Activity a:
Do the following statements agree with the passage on education reform? For each, answer yes or no and quote the deciding words. (i) The quoted argument from Kohn (2002) holds that repeated standardized testing would be a shrewd strategy for someone aiming to hand schools to the marketplace. (ii) The "reform" efforts described aim to foster students' critical thinking skills. (iii) Control of the classroom and curriculum is passing to teachers.

Passage provided:
▬▬▬▬▬▬

As teachers have become convenient scapegoats for all that is wrong with education, “education reform” has turned  its attention to students and punished them by the introduction of plethora of  standards and high stakes testing proposals.  These standards and high stakes tests have used concepts such as ‘world class,’  ‘accountability,’  ‘competitive,’ and ‘standards”  that are taken directly from the  corporate world.  Kohn (2002) makes the argument that “anyone whose goal was to serve-up our schools to the market-place could hardly find a shrewder strategy than to hold schools ‘accountable’ through wave after wave of standardized tests” (p. 117).

  All too often,  these proposals result in a racist, one-size-fits-all approach to education that is designed to present a singular and simplistic view of knowledge, truth, and learning that ignores the diverse needs of our children of color and those who live in poverty.  These so called “reform” efforts  are intended to blame teachers and punish students for the problems of education by mandating a focus on drill and practice, and “teaching to the test,” instead of fostering students’ critical thinking skills. As a result of these efforts to blame teachers and punish students, we are relinquishing  control of the classroom and curriculum solely to those who construct the tests.

▬▬▬▬▬▬

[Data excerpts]
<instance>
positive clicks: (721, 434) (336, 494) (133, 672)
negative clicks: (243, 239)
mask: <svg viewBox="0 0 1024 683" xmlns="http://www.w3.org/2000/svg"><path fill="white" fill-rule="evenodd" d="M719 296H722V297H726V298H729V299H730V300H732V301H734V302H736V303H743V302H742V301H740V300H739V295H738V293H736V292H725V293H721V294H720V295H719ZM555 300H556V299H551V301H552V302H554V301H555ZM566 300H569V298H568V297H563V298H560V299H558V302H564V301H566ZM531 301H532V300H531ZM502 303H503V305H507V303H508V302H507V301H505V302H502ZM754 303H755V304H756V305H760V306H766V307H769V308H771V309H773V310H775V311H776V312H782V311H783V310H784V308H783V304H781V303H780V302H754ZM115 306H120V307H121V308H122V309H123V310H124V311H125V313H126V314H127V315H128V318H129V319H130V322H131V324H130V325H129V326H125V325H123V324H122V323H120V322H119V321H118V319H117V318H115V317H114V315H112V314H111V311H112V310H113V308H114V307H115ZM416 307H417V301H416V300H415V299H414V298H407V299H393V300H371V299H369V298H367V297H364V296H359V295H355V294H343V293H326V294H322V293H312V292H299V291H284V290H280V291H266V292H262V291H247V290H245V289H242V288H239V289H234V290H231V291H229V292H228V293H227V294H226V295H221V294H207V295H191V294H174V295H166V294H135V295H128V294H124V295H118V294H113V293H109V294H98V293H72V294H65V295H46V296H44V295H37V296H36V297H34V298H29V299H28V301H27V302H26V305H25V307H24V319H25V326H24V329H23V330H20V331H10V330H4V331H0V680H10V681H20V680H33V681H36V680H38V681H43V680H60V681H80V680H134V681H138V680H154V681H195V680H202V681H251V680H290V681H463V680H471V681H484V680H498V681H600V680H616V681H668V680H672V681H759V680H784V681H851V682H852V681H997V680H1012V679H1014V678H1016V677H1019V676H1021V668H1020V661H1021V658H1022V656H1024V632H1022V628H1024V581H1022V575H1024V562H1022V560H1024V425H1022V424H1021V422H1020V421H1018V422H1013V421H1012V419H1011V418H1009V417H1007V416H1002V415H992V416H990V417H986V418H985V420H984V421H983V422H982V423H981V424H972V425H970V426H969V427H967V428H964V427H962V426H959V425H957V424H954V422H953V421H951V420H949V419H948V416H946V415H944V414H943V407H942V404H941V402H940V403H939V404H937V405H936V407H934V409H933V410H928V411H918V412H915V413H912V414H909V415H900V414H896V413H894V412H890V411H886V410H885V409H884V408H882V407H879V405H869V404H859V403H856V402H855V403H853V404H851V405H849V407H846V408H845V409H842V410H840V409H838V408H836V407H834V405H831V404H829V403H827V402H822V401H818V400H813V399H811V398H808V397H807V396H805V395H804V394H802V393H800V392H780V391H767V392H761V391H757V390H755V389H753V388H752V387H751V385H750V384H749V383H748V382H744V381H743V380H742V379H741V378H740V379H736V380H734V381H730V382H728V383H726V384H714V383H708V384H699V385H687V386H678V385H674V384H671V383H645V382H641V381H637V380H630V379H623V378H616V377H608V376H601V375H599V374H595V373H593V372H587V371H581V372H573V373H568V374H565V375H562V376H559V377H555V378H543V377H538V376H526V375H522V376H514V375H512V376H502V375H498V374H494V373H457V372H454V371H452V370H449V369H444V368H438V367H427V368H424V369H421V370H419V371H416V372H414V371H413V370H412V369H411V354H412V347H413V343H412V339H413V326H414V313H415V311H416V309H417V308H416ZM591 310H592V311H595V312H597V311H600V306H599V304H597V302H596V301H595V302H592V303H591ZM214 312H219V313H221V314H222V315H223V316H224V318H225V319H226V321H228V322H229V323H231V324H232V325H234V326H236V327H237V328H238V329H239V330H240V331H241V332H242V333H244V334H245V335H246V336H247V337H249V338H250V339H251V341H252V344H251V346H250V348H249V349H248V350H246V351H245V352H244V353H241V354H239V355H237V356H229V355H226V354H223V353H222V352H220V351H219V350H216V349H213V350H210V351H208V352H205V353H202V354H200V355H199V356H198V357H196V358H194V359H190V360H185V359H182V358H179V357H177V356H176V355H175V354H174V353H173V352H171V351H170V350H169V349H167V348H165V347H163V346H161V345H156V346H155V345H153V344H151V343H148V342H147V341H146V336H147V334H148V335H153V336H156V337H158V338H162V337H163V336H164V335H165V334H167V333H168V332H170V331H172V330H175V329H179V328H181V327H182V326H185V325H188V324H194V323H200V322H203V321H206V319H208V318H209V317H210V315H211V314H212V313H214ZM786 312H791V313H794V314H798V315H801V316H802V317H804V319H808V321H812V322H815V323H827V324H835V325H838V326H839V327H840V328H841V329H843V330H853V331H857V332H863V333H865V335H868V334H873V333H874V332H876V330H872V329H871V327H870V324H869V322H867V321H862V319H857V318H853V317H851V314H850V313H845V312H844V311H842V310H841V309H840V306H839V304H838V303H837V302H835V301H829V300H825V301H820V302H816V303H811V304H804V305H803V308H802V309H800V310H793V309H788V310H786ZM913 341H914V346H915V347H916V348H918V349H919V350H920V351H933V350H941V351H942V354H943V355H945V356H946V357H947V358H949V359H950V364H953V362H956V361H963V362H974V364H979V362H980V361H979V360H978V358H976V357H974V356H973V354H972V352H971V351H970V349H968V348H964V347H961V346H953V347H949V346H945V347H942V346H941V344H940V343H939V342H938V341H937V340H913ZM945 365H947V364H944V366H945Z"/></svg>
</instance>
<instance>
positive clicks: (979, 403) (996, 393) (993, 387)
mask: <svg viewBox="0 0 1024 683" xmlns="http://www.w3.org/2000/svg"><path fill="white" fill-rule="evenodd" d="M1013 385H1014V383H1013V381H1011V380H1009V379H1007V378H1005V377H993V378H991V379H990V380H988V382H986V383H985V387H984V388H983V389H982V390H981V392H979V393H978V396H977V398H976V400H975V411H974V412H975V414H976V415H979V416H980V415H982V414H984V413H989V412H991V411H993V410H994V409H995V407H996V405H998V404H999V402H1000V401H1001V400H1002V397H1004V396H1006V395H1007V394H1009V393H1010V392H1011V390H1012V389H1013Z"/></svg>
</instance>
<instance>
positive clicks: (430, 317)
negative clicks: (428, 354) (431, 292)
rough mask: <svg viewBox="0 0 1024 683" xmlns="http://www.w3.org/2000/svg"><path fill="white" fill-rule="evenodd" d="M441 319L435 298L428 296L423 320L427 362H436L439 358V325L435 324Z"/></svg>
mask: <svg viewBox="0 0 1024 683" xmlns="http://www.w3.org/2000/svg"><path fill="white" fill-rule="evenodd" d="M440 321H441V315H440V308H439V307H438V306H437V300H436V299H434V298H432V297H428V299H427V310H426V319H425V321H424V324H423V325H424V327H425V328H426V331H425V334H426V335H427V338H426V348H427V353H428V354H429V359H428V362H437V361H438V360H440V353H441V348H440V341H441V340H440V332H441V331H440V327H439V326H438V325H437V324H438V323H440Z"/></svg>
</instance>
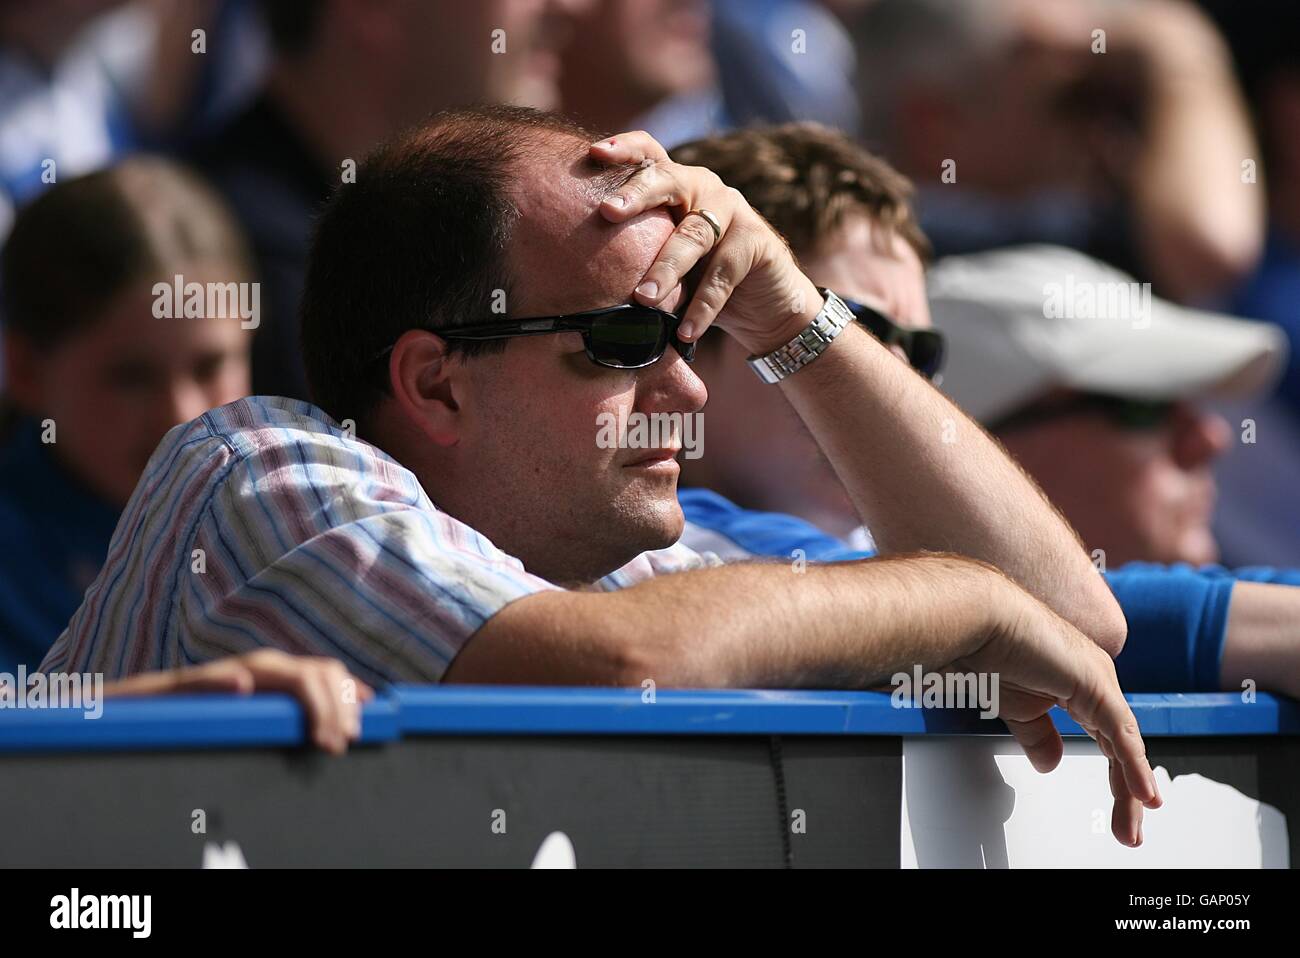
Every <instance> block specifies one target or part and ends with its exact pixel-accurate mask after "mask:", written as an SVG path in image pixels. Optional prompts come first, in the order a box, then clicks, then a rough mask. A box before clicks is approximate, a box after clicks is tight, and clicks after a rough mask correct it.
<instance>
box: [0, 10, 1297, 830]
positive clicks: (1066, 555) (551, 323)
mask: <svg viewBox="0 0 1300 958" xmlns="http://www.w3.org/2000/svg"><path fill="white" fill-rule="evenodd" d="M1252 6H1255V5H1253V4H1231V3H1217V1H1216V0H1204V1H1203V3H1192V1H1191V0H1135V1H1134V3H1127V4H1113V3H1109V1H1108V0H984V1H982V3H978V4H975V3H965V1H963V0H712V1H711V3H710V1H708V0H485V1H484V3H476V4H456V3H420V1H417V0H382V1H381V3H374V1H369V3H361V1H360V0H311V1H304V3H294V4H287V3H276V1H274V0H266V1H265V3H252V1H251V0H133V1H130V3H121V1H118V3H113V1H112V0H51V1H49V3H42V4H18V3H3V1H0V238H3V243H4V246H3V251H0V308H3V312H0V322H3V334H4V338H3V350H4V367H3V382H0V389H3V402H4V406H3V409H0V415H3V424H0V429H3V433H0V542H3V549H0V671H13V669H16V668H17V667H18V666H23V667H26V668H30V669H36V668H38V667H39V668H40V669H44V671H55V672H66V671H78V672H96V673H103V675H104V676H105V677H107V679H108V680H110V681H112V682H113V685H112V686H110V689H109V690H110V692H113V693H116V694H161V693H166V692H172V690H194V689H225V690H240V692H251V690H253V689H282V690H290V692H294V693H295V694H298V695H299V697H300V698H303V701H304V702H305V703H307V707H308V712H309V715H311V716H312V720H313V729H315V736H316V741H317V742H318V744H320V745H321V746H322V747H326V749H330V750H335V751H338V750H342V749H343V747H344V746H346V742H347V740H350V738H355V736H356V734H357V728H359V719H357V715H359V711H357V710H359V707H360V703H361V702H364V701H365V699H367V698H369V697H370V695H372V694H373V693H372V686H381V685H383V684H386V682H393V681H424V682H443V681H446V682H490V684H502V682H521V684H567V685H582V684H604V685H640V684H642V681H645V680H647V679H650V680H653V681H655V682H656V684H659V685H663V686H672V685H676V686H694V688H718V686H740V688H794V686H810V688H832V689H833V688H880V686H883V685H885V684H887V681H888V679H889V676H891V675H893V673H894V672H898V671H910V669H911V667H913V666H914V664H917V663H919V664H922V666H924V667H926V668H932V669H936V671H945V669H949V671H978V672H997V673H1000V675H1001V681H1002V685H1004V692H1002V699H1001V718H1002V719H1004V721H1006V724H1008V727H1009V729H1010V731H1011V733H1013V734H1014V736H1015V737H1017V738H1018V741H1019V742H1021V745H1022V746H1023V749H1024V750H1026V753H1027V754H1028V755H1030V758H1031V760H1032V762H1034V763H1035V767H1037V768H1040V770H1043V771H1048V770H1050V768H1052V767H1053V766H1054V764H1056V763H1057V762H1058V760H1060V758H1061V753H1062V744H1061V738H1060V736H1058V734H1057V732H1056V729H1054V727H1053V724H1052V721H1050V719H1049V718H1048V715H1047V714H1048V711H1049V710H1050V708H1052V707H1053V706H1061V707H1062V708H1065V710H1067V711H1069V712H1070V714H1071V715H1073V716H1074V718H1075V719H1076V720H1078V721H1079V723H1080V724H1082V725H1083V727H1084V728H1086V729H1087V731H1088V732H1089V734H1092V736H1093V737H1095V738H1096V740H1097V742H1099V745H1100V747H1101V750H1102V751H1104V753H1105V754H1106V755H1108V758H1110V759H1112V762H1113V773H1112V789H1113V793H1114V798H1115V814H1114V819H1113V831H1114V833H1115V837H1117V838H1118V840H1119V841H1122V842H1125V844H1128V845H1138V844H1140V841H1141V809H1143V807H1157V806H1158V805H1160V801H1161V799H1160V796H1158V792H1157V788H1156V780H1154V777H1153V775H1152V772H1151V768H1149V766H1148V763H1147V759H1145V754H1144V747H1143V742H1141V738H1140V736H1139V733H1138V731H1136V723H1135V721H1134V719H1132V714H1131V711H1130V708H1128V706H1127V703H1126V702H1125V698H1123V694H1122V689H1123V690H1128V692H1153V690H1171V692H1195V690H1240V689H1242V688H1243V686H1244V685H1252V686H1253V685H1257V686H1258V688H1264V689H1270V690H1275V692H1281V693H1283V694H1287V695H1292V697H1300V634H1297V633H1296V625H1295V623H1296V621H1300V589H1296V586H1300V510H1296V507H1295V493H1294V490H1295V485H1296V478H1295V477H1296V476H1297V474H1300V372H1297V365H1296V355H1297V351H1296V348H1295V346H1296V342H1295V341H1296V339H1297V338H1300V315H1297V309H1296V305H1295V304H1296V302H1297V300H1300V296H1297V295H1295V294H1297V292H1300V203H1297V198H1296V195H1294V194H1295V191H1296V188H1297V187H1296V186H1295V185H1296V183H1300V170H1296V169H1295V168H1296V166H1297V165H1300V123H1297V122H1295V118H1296V116H1297V112H1300V79H1297V78H1300V14H1297V13H1288V12H1281V10H1274V9H1270V13H1269V18H1268V19H1265V18H1262V17H1261V16H1258V10H1255V14H1256V16H1248V12H1249V9H1251V8H1252ZM1279 17H1281V18H1282V19H1288V18H1290V21H1291V22H1290V25H1279V23H1277V19H1278V18H1279ZM755 373H757V374H755ZM602 417H612V420H614V421H617V422H620V424H627V422H629V421H634V420H638V419H640V420H654V421H658V420H671V421H673V422H676V424H680V422H682V421H684V420H685V419H693V420H695V421H698V422H699V424H701V425H699V428H698V433H697V434H698V435H699V437H701V452H702V455H699V456H698V458H694V456H692V458H681V456H679V452H680V451H681V447H680V442H677V443H672V442H669V443H663V442H659V443H653V445H650V446H649V447H647V446H646V445H645V443H638V442H634V441H630V442H629V441H628V439H629V438H630V433H629V434H627V435H621V437H620V442H617V443H604V442H601V441H598V430H599V424H601V421H602ZM703 425H707V429H703ZM343 689H351V690H352V693H355V694H350V695H343V694H342V690H343Z"/></svg>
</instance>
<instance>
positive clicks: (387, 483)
mask: <svg viewBox="0 0 1300 958" xmlns="http://www.w3.org/2000/svg"><path fill="white" fill-rule="evenodd" d="M715 562H716V559H715V558H712V556H702V555H699V554H697V552H694V551H692V550H690V549H686V547H685V546H681V545H677V546H672V547H671V549H666V550H660V551H658V552H646V554H642V555H640V556H637V558H636V559H634V560H633V562H632V563H629V564H628V565H624V567H623V568H620V569H617V571H616V572H614V573H611V575H610V576H608V577H606V580H602V581H601V582H599V584H598V585H599V588H603V589H615V588H624V586H628V585H633V584H636V582H640V581H642V580H645V578H649V577H651V576H655V575H663V573H668V572H676V571H680V569H686V568H693V567H698V565H705V564H712V563H715ZM558 588H559V586H556V585H554V584H551V582H549V581H546V580H543V578H539V577H537V576H533V575H530V573H529V572H526V571H525V569H524V565H523V563H521V562H520V560H519V559H516V558H513V556H511V555H507V554H506V552H503V551H500V550H499V549H497V547H495V546H494V545H493V543H491V542H490V541H489V539H487V538H486V537H484V536H481V534H480V533H477V532H474V530H473V529H472V528H469V526H468V525H465V524H464V523H460V521H458V520H456V519H454V517H452V516H448V515H447V513H446V512H442V511H439V510H438V508H437V507H435V506H434V504H433V503H432V502H430V500H429V497H428V495H426V494H425V491H424V489H422V487H421V486H420V482H419V481H417V480H416V477H415V474H413V473H412V472H411V471H409V469H407V468H404V467H403V465H402V464H399V463H398V461H396V460H394V459H393V458H391V456H389V455H387V454H385V452H383V451H382V450H380V448H377V447H376V446H372V445H370V443H368V442H364V441H361V439H357V438H355V437H352V435H351V434H350V433H348V432H344V430H343V429H342V428H341V426H339V425H338V424H337V422H334V421H333V420H331V419H330V417H329V416H326V415H325V413H324V412H322V411H321V409H318V408H316V407H315V406H312V404H309V403H304V402H299V400H294V399H282V398H268V396H255V398H251V399H240V400H239V402H235V403H230V404H229V406H224V407H221V408H218V409H213V411H211V412H207V413H204V415H203V416H200V417H199V419H196V420H194V421H191V422H187V424H183V425H179V426H175V428H174V429H172V432H169V433H168V434H166V437H165V438H164V439H162V442H161V445H160V446H159V448H157V450H156V451H155V452H153V456H152V458H151V459H149V464H148V467H147V468H146V471H144V476H143V477H142V480H140V482H139V485H138V486H136V487H135V493H134V495H133V497H131V500H130V502H129V503H127V506H126V511H125V512H123V513H122V517H121V520H120V521H118V524H117V529H116V532H114V533H113V541H112V543H110V545H109V550H108V559H107V562H105V564H104V568H103V569H101V571H100V573H99V577H98V578H96V580H95V582H94V584H92V585H91V588H90V589H88V590H87V593H86V598H85V601H83V602H82V606H81V608H78V610H77V612H75V615H74V616H73V619H72V623H70V624H69V625H68V629H66V630H65V632H64V633H62V636H60V638H59V641H57V642H56V643H55V646H53V649H51V651H49V654H48V655H47V656H45V659H44V662H43V663H42V668H43V669H44V671H47V672H49V671H59V672H69V671H73V672H103V673H104V676H105V679H117V677H121V676H126V675H133V673H136V672H142V671H149V669H160V668H174V667H179V666H186V664H191V663H195V662H204V660H208V659H216V658H221V656H224V655H231V654H238V653H243V651H248V650H252V649H256V647H260V646H276V647H279V649H285V650H286V651H290V653H298V654H308V655H329V656H334V658H338V659H341V660H342V662H343V663H344V664H347V667H348V668H350V669H351V671H352V672H354V673H355V675H357V676H359V677H361V679H364V680H365V681H372V682H373V681H380V682H381V681H438V680H439V679H441V677H442V675H443V673H445V672H446V669H447V667H448V664H450V663H451V660H452V658H455V655H456V653H458V651H459V650H460V649H461V647H463V646H464V645H465V642H467V641H468V640H469V637H471V636H473V633H474V632H476V630H477V629H478V628H480V627H481V625H482V624H484V623H486V621H487V619H490V617H491V616H493V615H494V614H497V612H498V611H499V610H502V608H503V607H504V606H506V604H508V603H510V602H512V601H513V599H517V598H520V597H523V595H529V594H532V593H536V591H542V590H546V589H558Z"/></svg>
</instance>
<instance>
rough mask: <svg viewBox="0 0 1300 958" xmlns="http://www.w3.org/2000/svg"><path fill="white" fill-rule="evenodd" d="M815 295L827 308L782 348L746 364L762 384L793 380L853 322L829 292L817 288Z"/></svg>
mask: <svg viewBox="0 0 1300 958" xmlns="http://www.w3.org/2000/svg"><path fill="white" fill-rule="evenodd" d="M818 292H820V294H822V295H823V296H826V304H824V305H823V307H822V311H820V312H819V313H818V315H816V318H814V320H813V322H810V324H809V325H807V326H805V328H803V330H802V331H801V333H800V334H798V335H797V337H794V338H793V339H790V341H789V342H788V343H785V346H779V347H777V348H775V350H772V351H771V352H768V354H767V355H766V356H750V357H749V359H748V360H746V361H748V363H749V367H750V369H753V370H754V372H755V373H757V374H758V378H761V380H762V381H763V382H768V383H771V382H780V381H781V380H784V378H785V377H787V376H793V374H794V373H797V372H798V370H800V369H802V368H803V367H806V365H807V364H809V363H811V361H813V360H814V359H816V357H818V356H820V355H822V354H823V352H826V350H827V347H828V346H829V344H831V343H832V342H835V338H836V337H837V335H840V333H842V331H844V328H845V326H848V325H850V324H852V322H853V313H852V312H849V307H846V305H845V304H844V300H842V299H840V298H839V296H837V295H835V294H833V292H831V290H826V289H820V287H819V289H818Z"/></svg>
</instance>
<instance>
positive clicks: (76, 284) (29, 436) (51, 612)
mask: <svg viewBox="0 0 1300 958" xmlns="http://www.w3.org/2000/svg"><path fill="white" fill-rule="evenodd" d="M177 276H182V277H183V279H185V282H198V283H208V282H213V283H216V282H231V281H234V282H247V281H250V279H251V278H252V276H251V272H250V263H248V256H247V252H246V250H244V247H243V242H242V239H240V237H239V233H238V229H237V226H235V222H234V220H233V217H231V216H230V213H229V212H227V211H225V209H224V207H222V205H221V203H220V200H218V199H217V198H216V196H214V195H213V194H212V191H211V190H209V188H208V187H207V186H204V185H203V183H201V181H199V179H198V178H196V177H194V175H192V174H190V173H185V172H182V170H181V169H178V168H175V166H173V165H170V164H169V162H166V161H164V160H159V159H151V157H144V156H139V157H134V159H130V160H126V161H123V162H122V164H120V165H118V166H116V168H110V169H108V170H100V172H96V173H90V174H87V175H85V177H81V178H74V179H68V181H62V182H60V183H59V185H57V186H55V187H53V188H51V190H49V191H47V192H44V194H42V195H40V196H39V198H38V199H36V200H34V201H32V203H30V204H29V205H27V207H25V208H23V209H22V212H21V213H19V214H18V218H17V220H16V222H14V227H13V233H12V234H10V238H9V242H8V243H6V246H5V248H4V255H3V261H0V289H3V290H4V337H5V373H6V374H5V381H6V395H5V403H6V409H5V420H6V422H5V428H4V432H3V437H0V671H12V669H13V667H16V666H17V664H18V663H25V664H27V666H29V667H31V668H35V667H36V664H38V663H39V662H40V659H42V656H43V655H44V654H45V651H47V650H48V649H49V646H51V645H52V643H53V641H55V640H56V638H57V637H59V633H60V632H62V629H64V627H65V625H66V624H68V620H69V619H70V617H72V615H73V612H74V611H75V610H77V607H78V606H79V604H81V601H82V593H83V591H85V590H86V588H87V586H88V585H90V582H91V581H92V580H94V578H95V576H96V573H98V572H99V568H100V565H101V564H103V563H104V558H105V555H107V550H108V542H109V538H110V537H112V534H113V528H114V526H116V524H117V517H118V513H120V512H121V510H122V507H123V506H125V504H126V502H127V499H129V498H130V497H131V493H133V490H134V489H135V485H136V481H138V480H139V477H140V473H142V472H143V471H144V465H146V463H147V461H148V459H149V455H151V454H152V452H153V448H155V447H156V446H157V443H159V441H160V439H161V438H162V435H164V433H166V430H168V429H170V428H172V426H174V425H175V424H178V422H182V421H186V420H191V419H194V417H195V416H198V415H200V413H203V412H204V411H205V409H208V408H212V407H214V406H221V404H222V403H227V402H231V400H234V399H238V398H240V396H243V395H246V394H247V393H248V354H250V339H251V334H250V333H248V331H247V330H246V329H243V328H242V326H243V325H244V324H243V322H240V321H237V318H233V317H230V318H224V317H218V316H212V317H207V318H194V317H190V318H186V317H183V316H175V313H177V311H173V315H174V316H175V318H161V317H160V316H159V315H160V312H161V311H160V309H159V295H157V294H156V291H155V283H165V285H166V286H168V289H169V291H170V290H173V289H174V278H175V277H177ZM142 495H147V493H142Z"/></svg>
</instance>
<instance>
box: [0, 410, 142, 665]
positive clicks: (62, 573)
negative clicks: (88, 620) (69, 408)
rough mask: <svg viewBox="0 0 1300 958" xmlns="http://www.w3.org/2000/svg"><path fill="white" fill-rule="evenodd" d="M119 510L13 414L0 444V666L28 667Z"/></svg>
mask: <svg viewBox="0 0 1300 958" xmlns="http://www.w3.org/2000/svg"><path fill="white" fill-rule="evenodd" d="M117 516H118V510H117V508H116V507H113V506H112V504H109V503H108V502H105V500H104V499H101V498H99V497H98V495H95V494H94V493H92V491H90V490H88V489H87V487H86V486H85V485H82V484H81V481H78V480H77V478H75V477H74V476H72V473H69V472H68V471H66V469H65V468H64V467H62V464H60V463H59V460H57V459H55V455H53V448H52V447H51V446H48V445H45V443H43V442H42V441H40V424H39V422H36V421H35V420H31V419H23V420H19V421H18V422H17V424H16V426H14V428H13V430H10V433H9V435H8V437H6V439H5V441H4V443H3V445H0V672H10V673H12V672H13V671H14V669H16V668H17V667H18V666H19V664H23V666H26V667H27V668H29V669H31V671H35V668H36V666H39V664H40V660H42V658H44V655H45V653H47V651H49V647H51V646H52V645H53V643H55V640H56V638H59V633H61V632H62V630H64V628H65V627H66V625H68V620H69V619H72V617H73V612H75V611H77V607H78V606H79V604H81V601H82V594H83V593H85V591H86V588H87V586H88V585H90V584H91V581H94V578H95V575H96V573H98V572H99V568H100V565H103V564H104V556H105V555H107V554H108V542H109V539H110V538H112V536H113V526H114V525H117Z"/></svg>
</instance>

▬▬▬▬▬▬

Activity b:
In the entries, what are the lines starting at the one containing "Every <instance> block" and ending at the one containing "positive clicks: (1066, 555) (551, 323)", with "positive clicks" replaced by "foreground clicks" and nothing else changed? Give only those lines.

Written solution a:
(i) Yes: "anyone whose goal was to serve-up our schools to the market-place could hardly find a shrewder strategy than to hold schools ‘accountable’ through wave after wave of standardized tests"
(ii) No: "instead of fostering students’ critical thinking skills"
(iii) No: "solely to those who construct the tests"

Written solution b:
Every <instance> block specifies one target or part and ends with its exact pixel-accurate mask after "mask:", written as an SVG path in image pixels. Optional prompts come first, in the order a box, then clicks, then a rough mask. A box before clicks is approximate, a box after clicks is tight, and clicks after a rough mask correct it.
<instance>
box: [0, 10, 1297, 830]
foreground clicks: (1066, 555) (551, 323)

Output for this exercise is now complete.